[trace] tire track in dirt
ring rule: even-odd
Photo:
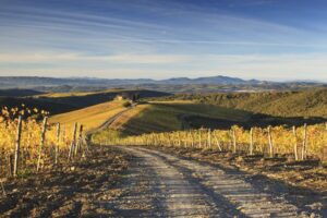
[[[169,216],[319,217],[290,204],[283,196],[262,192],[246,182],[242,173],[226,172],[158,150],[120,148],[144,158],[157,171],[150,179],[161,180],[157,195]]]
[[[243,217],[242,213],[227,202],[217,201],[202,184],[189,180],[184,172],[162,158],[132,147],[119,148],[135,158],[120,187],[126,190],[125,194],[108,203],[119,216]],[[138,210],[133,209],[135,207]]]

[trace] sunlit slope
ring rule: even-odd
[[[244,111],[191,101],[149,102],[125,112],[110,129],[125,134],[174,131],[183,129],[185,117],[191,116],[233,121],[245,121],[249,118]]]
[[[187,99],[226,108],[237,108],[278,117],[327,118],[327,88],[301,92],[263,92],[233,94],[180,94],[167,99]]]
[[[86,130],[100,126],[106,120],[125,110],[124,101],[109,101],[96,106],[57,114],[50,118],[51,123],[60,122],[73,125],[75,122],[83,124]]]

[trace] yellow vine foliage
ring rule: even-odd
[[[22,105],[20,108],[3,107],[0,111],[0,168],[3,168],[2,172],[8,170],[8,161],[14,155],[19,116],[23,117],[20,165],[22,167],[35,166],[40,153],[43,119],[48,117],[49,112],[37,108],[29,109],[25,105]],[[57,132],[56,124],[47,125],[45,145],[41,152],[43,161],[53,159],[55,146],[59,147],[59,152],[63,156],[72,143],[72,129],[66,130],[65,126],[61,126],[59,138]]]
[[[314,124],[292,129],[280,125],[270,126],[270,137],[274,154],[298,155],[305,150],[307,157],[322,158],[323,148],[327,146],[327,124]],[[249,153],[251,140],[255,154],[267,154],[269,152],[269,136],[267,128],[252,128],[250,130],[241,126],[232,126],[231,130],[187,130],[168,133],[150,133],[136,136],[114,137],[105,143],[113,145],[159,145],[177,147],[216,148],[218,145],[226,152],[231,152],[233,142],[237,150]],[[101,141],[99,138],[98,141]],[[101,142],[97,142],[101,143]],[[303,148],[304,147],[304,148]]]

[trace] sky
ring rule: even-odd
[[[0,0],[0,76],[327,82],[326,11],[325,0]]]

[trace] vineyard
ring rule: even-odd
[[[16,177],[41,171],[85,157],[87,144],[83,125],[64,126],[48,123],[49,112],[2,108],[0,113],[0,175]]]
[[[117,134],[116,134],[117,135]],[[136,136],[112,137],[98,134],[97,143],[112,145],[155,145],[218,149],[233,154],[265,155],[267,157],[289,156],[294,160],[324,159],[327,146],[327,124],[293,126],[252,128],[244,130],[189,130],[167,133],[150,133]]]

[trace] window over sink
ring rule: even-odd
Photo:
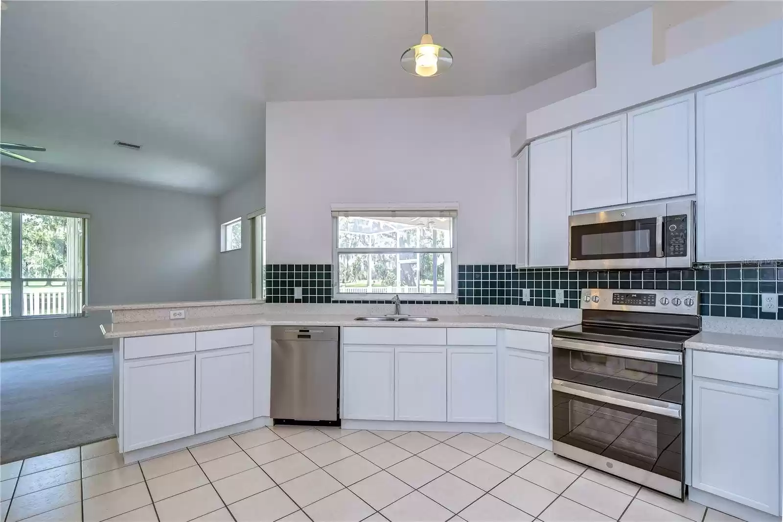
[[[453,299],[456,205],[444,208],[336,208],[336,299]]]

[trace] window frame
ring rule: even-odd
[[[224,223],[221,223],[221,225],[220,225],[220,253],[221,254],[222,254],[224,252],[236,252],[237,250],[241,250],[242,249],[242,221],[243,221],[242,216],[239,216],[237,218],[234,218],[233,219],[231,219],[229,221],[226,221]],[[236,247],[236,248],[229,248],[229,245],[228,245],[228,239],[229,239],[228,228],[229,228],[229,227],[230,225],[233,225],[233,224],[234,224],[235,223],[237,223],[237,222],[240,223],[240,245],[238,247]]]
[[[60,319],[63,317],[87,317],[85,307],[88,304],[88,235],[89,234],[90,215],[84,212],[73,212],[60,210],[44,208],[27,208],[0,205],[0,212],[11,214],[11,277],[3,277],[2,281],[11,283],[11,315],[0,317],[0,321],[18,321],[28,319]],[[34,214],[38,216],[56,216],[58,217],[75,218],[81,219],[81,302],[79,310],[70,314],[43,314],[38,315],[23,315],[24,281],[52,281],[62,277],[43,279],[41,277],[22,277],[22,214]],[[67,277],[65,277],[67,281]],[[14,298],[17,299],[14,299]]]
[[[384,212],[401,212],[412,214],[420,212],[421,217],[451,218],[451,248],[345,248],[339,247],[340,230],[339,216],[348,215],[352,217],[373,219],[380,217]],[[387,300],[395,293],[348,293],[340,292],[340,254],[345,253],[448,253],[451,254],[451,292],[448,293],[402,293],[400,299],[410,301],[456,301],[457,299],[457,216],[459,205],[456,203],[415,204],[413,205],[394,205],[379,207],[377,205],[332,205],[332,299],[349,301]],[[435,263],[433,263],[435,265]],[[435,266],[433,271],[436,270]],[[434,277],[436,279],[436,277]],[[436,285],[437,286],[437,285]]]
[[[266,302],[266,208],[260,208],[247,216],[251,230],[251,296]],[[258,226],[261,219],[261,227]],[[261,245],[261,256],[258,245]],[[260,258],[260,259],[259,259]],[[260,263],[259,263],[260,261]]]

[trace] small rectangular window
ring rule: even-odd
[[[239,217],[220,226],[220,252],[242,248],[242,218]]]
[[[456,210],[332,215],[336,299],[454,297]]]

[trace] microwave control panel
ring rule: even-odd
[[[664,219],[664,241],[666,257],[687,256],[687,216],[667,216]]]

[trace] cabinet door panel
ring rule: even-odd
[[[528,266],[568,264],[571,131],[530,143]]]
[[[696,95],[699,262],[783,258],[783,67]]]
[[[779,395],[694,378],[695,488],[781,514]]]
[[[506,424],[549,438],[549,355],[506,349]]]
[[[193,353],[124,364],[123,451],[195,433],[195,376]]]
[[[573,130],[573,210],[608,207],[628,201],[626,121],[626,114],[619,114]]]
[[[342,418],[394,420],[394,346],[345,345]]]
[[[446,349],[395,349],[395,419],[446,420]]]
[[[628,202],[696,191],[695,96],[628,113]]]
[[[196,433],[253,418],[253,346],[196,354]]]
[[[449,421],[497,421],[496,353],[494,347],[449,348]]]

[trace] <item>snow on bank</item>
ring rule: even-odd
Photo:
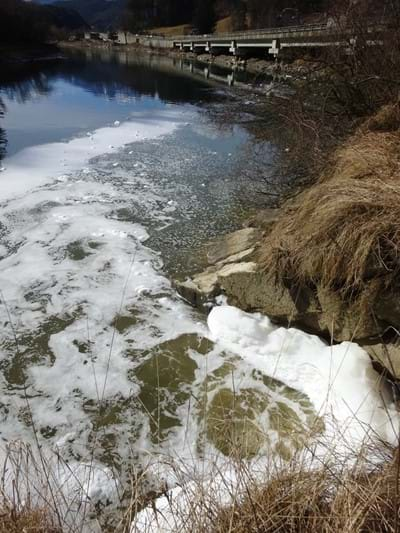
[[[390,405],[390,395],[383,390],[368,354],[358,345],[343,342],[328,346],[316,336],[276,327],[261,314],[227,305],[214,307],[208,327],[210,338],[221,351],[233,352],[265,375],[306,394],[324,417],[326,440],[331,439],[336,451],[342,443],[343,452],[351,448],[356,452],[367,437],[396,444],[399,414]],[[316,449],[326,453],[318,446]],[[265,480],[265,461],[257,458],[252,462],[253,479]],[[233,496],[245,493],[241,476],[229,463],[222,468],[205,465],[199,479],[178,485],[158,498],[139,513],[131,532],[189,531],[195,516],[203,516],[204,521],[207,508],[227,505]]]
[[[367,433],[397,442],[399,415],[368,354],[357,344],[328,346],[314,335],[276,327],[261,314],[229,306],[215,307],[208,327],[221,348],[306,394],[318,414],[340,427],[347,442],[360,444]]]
────────
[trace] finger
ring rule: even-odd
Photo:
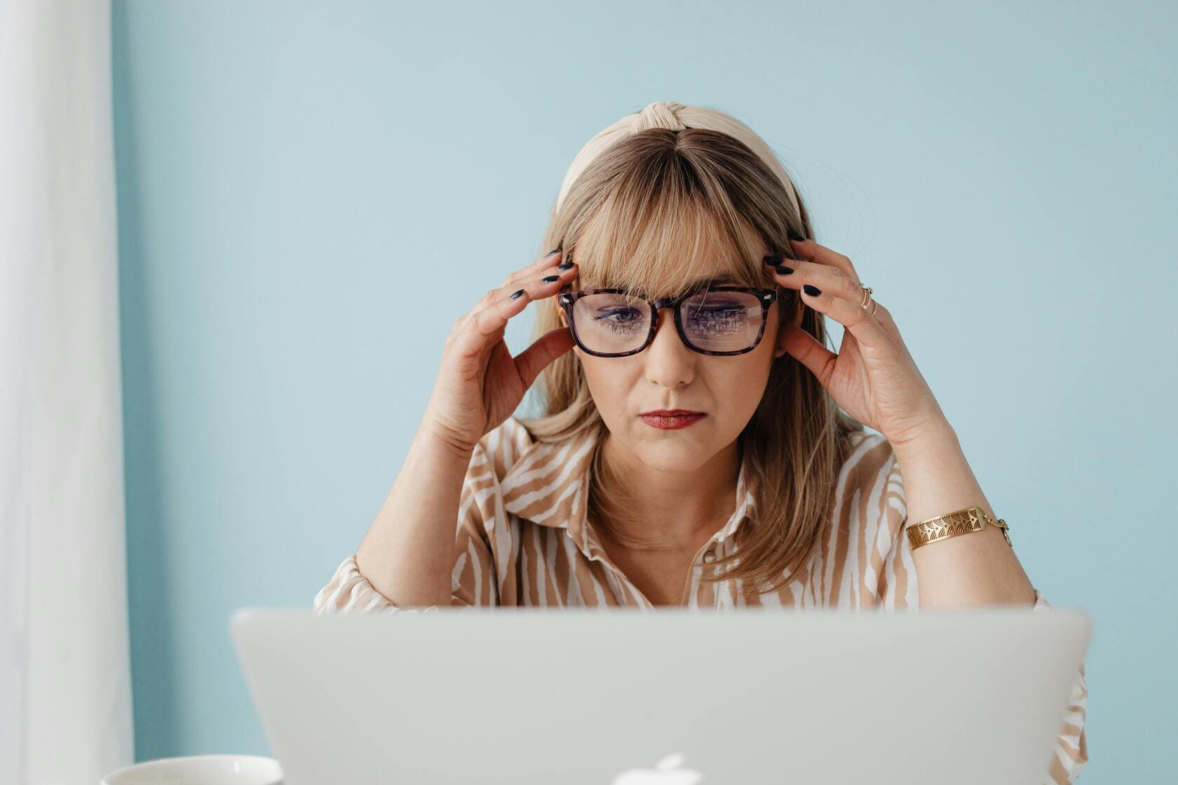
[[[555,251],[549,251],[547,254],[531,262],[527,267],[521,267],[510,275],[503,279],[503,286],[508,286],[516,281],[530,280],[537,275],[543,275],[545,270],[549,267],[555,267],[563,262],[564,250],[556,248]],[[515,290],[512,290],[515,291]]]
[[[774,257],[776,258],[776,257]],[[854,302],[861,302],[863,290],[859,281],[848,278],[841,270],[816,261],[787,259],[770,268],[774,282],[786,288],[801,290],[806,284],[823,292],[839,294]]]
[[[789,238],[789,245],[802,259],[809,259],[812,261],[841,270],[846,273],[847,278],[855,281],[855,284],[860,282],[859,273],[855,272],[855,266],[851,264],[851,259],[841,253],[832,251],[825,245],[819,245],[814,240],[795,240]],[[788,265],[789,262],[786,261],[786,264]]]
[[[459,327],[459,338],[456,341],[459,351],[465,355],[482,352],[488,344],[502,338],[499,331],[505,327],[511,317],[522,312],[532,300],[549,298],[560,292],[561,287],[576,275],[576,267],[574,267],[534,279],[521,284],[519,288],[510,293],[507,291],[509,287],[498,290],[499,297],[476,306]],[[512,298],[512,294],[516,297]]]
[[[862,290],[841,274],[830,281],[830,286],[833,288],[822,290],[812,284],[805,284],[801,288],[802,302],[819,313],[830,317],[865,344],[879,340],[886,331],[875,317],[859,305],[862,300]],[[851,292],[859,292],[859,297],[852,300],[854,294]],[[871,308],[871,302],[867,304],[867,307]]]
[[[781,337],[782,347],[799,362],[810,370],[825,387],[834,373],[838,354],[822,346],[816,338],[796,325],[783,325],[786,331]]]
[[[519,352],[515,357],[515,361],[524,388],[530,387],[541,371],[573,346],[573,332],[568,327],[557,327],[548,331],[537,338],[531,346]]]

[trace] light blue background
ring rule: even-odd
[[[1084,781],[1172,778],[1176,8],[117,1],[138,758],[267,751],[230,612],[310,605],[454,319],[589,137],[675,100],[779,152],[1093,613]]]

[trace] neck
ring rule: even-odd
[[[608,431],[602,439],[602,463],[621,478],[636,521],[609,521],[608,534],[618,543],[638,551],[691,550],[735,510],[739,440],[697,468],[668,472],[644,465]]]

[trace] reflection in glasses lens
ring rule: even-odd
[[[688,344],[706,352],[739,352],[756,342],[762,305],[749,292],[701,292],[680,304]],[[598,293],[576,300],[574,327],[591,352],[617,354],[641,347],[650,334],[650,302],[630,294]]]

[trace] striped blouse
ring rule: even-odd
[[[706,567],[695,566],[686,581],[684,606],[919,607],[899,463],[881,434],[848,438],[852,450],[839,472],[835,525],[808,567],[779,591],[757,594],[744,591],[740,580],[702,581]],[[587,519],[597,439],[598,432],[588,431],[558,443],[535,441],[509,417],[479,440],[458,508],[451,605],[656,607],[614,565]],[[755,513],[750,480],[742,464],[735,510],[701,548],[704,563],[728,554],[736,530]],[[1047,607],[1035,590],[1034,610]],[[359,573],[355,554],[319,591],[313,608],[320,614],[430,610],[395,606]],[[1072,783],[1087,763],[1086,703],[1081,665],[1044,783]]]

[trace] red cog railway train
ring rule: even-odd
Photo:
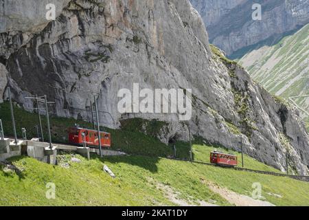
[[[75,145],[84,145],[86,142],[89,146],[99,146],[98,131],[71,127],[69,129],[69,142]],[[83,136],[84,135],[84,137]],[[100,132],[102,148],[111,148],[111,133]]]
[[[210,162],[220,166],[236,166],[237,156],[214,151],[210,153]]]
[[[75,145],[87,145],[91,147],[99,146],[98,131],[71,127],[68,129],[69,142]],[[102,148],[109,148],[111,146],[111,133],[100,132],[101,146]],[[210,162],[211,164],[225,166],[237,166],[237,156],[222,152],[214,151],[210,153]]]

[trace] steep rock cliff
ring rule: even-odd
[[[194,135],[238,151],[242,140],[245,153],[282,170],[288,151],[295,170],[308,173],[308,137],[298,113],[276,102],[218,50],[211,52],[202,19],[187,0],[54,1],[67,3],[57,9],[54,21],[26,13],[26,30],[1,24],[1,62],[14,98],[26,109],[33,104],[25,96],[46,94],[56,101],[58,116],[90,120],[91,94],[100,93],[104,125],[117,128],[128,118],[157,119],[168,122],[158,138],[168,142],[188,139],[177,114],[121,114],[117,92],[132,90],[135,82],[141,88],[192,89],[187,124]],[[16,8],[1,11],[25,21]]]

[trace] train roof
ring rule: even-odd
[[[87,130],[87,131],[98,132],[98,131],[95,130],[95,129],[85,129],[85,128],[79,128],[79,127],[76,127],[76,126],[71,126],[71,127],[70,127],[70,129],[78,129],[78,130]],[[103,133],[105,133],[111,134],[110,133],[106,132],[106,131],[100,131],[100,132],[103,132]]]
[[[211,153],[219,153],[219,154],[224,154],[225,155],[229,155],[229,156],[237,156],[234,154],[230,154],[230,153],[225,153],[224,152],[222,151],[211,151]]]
────────
> _Set problem_
Reproduce the listing word for word, starting with the line that contains "[trace] window over sink" and going on through the line that contains "[[[453,299],[456,205],[444,208],[336,208],[336,299]]]". Leave the picture out of your copy.

> _Solution to this task_
[trace] window over sink
ring rule: even-odd
Photo:
[[[453,299],[456,205],[444,208],[336,208],[336,299]]]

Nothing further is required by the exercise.